What to work on:
Set out every line of the rows below as a numbered list, skipping the blank lines. Leave the pictures out of your answer.

[Image segmentation entries]
• • • •

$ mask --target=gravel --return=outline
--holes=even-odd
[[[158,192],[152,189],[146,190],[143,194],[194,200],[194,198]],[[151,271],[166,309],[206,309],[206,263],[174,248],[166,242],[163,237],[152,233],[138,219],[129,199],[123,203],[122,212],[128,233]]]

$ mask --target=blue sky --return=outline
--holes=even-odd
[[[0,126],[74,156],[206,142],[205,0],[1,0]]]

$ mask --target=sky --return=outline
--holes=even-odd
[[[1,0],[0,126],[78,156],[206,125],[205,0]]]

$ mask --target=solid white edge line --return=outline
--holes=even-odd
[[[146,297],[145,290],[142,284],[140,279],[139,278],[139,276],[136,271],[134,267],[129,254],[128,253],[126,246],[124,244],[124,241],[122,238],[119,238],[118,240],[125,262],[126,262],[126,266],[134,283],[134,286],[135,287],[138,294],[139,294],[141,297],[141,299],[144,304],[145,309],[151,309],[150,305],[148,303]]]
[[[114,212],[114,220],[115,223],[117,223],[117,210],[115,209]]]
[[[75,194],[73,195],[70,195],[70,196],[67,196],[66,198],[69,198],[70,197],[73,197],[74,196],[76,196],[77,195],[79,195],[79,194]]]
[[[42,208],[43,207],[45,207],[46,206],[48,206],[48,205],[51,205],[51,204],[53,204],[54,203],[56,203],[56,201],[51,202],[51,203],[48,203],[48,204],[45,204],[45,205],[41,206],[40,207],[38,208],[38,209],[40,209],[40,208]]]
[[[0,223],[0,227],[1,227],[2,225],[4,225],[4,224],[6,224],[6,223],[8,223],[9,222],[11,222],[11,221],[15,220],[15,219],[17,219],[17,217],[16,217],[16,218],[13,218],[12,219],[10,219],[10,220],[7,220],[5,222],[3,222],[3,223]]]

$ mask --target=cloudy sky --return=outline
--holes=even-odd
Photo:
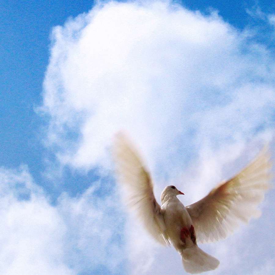
[[[125,211],[111,151],[127,131],[159,202],[185,205],[275,143],[275,4],[0,2],[0,273],[185,274]],[[275,192],[200,247],[207,274],[275,273]]]

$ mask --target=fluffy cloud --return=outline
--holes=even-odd
[[[123,220],[113,198],[97,198],[100,190],[96,185],[78,198],[64,193],[53,205],[26,167],[2,168],[1,273],[118,274]]]
[[[261,141],[274,142],[273,60],[251,35],[215,13],[203,15],[168,2],[96,6],[53,31],[41,107],[48,117],[46,144],[61,165],[108,169],[113,134],[125,129],[138,142],[159,182],[158,197],[168,180],[179,181],[177,185],[190,194],[185,204],[201,198],[251,159]],[[274,199],[270,196],[270,205]],[[80,201],[73,205],[94,214]],[[272,209],[266,207],[268,219],[266,212]],[[93,219],[99,222],[101,218]],[[247,250],[253,245],[262,248],[267,261],[271,258],[273,247],[268,240],[273,229],[266,225],[264,241],[257,237],[266,220],[242,228],[243,235],[234,239],[239,242],[235,248],[232,238],[207,247],[223,262],[213,274],[228,274],[230,266],[232,274],[254,272],[250,263],[254,257]],[[102,232],[104,227],[98,226]],[[155,245],[144,240],[142,229],[132,229],[128,238],[140,240],[131,242],[128,253],[134,273],[181,273],[174,252],[161,249],[164,254],[155,257]],[[247,245],[251,238],[254,244],[248,248],[239,244]],[[100,237],[97,245],[109,240]],[[240,252],[241,247],[246,254]],[[105,253],[100,253],[103,258]],[[171,261],[165,267],[166,260],[158,265],[157,258]],[[269,268],[270,262],[264,262],[261,264]],[[143,263],[134,263],[139,262]]]

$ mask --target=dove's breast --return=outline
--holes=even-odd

• • • •

Correct result:
1. $ mask --target=gravel --return=outline
2. --holes=even-odd
3. [[[158,192],[152,189],[146,190],[143,194],[194,200],[194,198]],[[151,271],[166,309],[206,309],[206,263],[174,248],[166,242],[163,237],[152,233],[138,219],[129,199],[123,203],[122,212],[128,233]]]
4. $ mask --target=blue sky --return=outline
5. --holes=even-odd
6. [[[0,126],[74,156],[206,142],[205,0],[1,0]]]
7. $ mask --target=sky --return=outline
8. --holes=even-odd
9. [[[1,0],[0,126],[78,156],[206,125],[205,0]]]
10. $ mask --target=solid white edge line --return=outline
11. --holes=even-odd
12. [[[146,297],[145,290],[142,284],[140,279],[139,278],[139,276],[136,271],[134,267],[129,254],[128,253],[126,246],[124,244],[124,241],[122,238],[119,238],[118,240],[125,262],[126,262],[126,266],[134,283],[134,286],[135,287],[138,294],[139,294],[141,297],[141,299],[144,304],[145,309],[151,309],[150,305],[148,303]]]
13. [[[114,212],[114,220],[115,223],[117,223],[117,210],[115,209]]]
14. [[[75,194],[73,195],[70,195],[70,196],[67,196],[66,198],[69,198],[70,197],[73,197],[74,196],[76,196],[77,195],[79,195],[79,194]]]
15. [[[42,208],[43,207],[45,207],[46,206],[48,206],[48,205],[51,205],[51,204],[53,204],[54,203],[56,203],[56,201],[51,202],[51,203],[48,203],[48,204],[45,204],[45,205],[41,206],[40,207],[38,208],[38,209],[40,209],[40,208]]]
16. [[[0,223],[0,227],[1,227],[2,225],[4,225],[4,224],[6,224],[6,223],[8,223],[9,222],[11,222],[11,221],[15,220],[15,219],[17,219],[17,217],[16,217],[16,218],[13,218],[12,219],[10,219],[10,220],[7,220],[5,222],[3,222],[3,223]]]
17. $ mask --target=cloudy sky --return=outline
18. --holes=even-odd
19. Photo:
20. [[[125,211],[111,151],[127,131],[159,202],[185,205],[275,143],[275,4],[0,2],[0,273],[185,274]],[[275,192],[200,247],[207,274],[275,273]]]
21. $ mask --target=fluffy cloud --return=outline
22. --holes=even-odd
23. [[[123,220],[113,198],[97,198],[100,190],[96,185],[78,198],[64,193],[53,205],[26,167],[2,168],[1,273],[118,274]]]
24. [[[261,141],[274,142],[273,60],[251,35],[215,13],[203,15],[168,2],[96,6],[53,31],[41,107],[48,117],[46,144],[61,165],[108,169],[113,134],[125,129],[138,142],[159,182],[158,197],[168,180],[179,181],[177,185],[190,194],[185,204],[201,198],[251,159]],[[274,199],[270,196],[270,205]],[[80,201],[73,205],[94,214]],[[272,209],[266,207],[268,219],[266,212]],[[93,219],[99,222],[101,218]],[[247,250],[253,245],[262,248],[267,261],[271,258],[273,247],[268,240],[273,229],[266,225],[264,241],[257,237],[266,220],[242,228],[243,235],[234,239],[239,242],[235,248],[232,238],[207,247],[223,262],[213,274],[228,274],[230,266],[232,274],[254,272],[250,263],[254,257]],[[102,232],[104,227],[98,226]],[[155,245],[144,240],[142,229],[132,229],[128,238],[140,240],[131,242],[128,253],[134,273],[181,273],[174,252],[161,249],[164,254],[155,257]],[[247,245],[251,238],[254,244],[248,248],[239,244]],[[100,237],[97,245],[109,240]],[[240,252],[241,247],[246,254]],[[105,253],[100,253],[103,258]],[[171,261],[165,267],[166,260],[158,265],[157,258]],[[269,268],[270,262],[264,262],[261,264]],[[143,263],[134,263],[139,262]]]
25. $ mask --target=dove's breast --return=outline
26. --holes=even-odd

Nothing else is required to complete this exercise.